(Data to examine Opens)
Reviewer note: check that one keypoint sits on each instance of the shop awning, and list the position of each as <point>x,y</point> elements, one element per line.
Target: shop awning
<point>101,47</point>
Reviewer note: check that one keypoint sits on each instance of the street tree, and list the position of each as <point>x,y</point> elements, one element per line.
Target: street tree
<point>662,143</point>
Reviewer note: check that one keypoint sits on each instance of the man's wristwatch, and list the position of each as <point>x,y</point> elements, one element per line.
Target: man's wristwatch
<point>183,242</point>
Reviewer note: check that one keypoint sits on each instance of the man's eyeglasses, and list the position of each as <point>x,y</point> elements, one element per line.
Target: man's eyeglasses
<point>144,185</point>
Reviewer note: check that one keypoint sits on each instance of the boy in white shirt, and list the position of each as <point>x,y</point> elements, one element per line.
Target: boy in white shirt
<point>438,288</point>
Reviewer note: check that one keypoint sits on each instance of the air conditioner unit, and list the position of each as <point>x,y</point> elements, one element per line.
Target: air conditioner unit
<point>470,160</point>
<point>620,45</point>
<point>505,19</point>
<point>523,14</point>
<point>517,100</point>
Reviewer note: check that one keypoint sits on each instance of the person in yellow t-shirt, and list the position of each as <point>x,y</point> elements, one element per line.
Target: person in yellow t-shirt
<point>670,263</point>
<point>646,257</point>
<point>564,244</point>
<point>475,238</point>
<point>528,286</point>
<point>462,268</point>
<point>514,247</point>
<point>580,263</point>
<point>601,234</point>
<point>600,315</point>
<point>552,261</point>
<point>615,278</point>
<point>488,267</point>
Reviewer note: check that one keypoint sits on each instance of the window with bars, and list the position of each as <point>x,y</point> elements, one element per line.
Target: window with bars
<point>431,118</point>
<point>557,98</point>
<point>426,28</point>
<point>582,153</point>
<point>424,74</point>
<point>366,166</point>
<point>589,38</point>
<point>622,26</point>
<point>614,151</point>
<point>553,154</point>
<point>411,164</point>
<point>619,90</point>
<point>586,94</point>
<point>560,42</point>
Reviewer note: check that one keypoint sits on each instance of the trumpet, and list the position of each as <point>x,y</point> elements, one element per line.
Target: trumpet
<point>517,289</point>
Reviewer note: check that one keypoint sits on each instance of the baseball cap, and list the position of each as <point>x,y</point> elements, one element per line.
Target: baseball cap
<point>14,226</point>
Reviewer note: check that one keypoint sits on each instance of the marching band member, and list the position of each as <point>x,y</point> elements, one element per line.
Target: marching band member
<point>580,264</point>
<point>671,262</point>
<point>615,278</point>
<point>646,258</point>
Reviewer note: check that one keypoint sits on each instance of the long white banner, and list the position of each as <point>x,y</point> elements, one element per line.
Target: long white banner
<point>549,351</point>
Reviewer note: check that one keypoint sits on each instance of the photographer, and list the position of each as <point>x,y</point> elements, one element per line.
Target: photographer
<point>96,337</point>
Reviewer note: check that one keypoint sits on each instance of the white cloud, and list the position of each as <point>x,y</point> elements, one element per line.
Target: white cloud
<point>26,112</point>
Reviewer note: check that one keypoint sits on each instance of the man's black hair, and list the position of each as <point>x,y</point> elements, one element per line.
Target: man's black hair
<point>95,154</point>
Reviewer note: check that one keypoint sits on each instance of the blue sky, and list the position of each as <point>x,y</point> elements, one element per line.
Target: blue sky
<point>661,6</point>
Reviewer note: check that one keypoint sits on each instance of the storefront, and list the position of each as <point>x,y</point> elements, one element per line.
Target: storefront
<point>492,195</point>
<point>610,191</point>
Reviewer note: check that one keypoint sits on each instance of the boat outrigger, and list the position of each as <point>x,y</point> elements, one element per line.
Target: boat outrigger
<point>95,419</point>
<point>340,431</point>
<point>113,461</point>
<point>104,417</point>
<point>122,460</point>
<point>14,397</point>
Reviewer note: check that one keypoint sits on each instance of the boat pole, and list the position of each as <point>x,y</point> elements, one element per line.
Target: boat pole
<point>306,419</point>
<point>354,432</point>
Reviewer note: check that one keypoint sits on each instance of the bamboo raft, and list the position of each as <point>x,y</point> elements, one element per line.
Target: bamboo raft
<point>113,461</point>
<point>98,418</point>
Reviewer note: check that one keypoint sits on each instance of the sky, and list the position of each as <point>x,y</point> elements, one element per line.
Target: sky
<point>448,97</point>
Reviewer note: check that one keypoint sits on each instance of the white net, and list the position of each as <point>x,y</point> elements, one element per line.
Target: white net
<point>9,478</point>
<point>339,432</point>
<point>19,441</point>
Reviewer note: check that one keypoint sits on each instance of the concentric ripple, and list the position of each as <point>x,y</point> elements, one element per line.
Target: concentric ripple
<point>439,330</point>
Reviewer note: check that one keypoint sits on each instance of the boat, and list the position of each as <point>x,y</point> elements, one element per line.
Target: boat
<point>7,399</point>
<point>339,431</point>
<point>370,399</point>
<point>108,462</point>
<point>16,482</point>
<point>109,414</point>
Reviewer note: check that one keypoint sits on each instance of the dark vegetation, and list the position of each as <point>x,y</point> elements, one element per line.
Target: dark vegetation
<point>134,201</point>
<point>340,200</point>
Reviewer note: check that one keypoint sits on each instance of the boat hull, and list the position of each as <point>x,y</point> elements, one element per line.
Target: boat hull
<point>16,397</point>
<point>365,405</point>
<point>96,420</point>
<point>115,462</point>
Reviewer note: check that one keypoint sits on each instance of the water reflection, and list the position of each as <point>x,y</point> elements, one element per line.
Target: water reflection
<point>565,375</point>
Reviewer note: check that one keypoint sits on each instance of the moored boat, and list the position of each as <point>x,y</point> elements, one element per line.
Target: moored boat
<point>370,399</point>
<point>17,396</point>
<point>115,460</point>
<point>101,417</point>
(Data to examine Closes)
The answer should be an exact copy of the lines from the one containing "Target: water reflection" through the last line of the entries, both included.

Target: water reflection
<point>565,375</point>
Reviewer note: check that one keypoint sits on each instance of the moored boat, and list the position of each as <point>x,y</point> elements, one element per line.
Target: moored boat
<point>370,399</point>
<point>17,396</point>
<point>115,460</point>
<point>101,417</point>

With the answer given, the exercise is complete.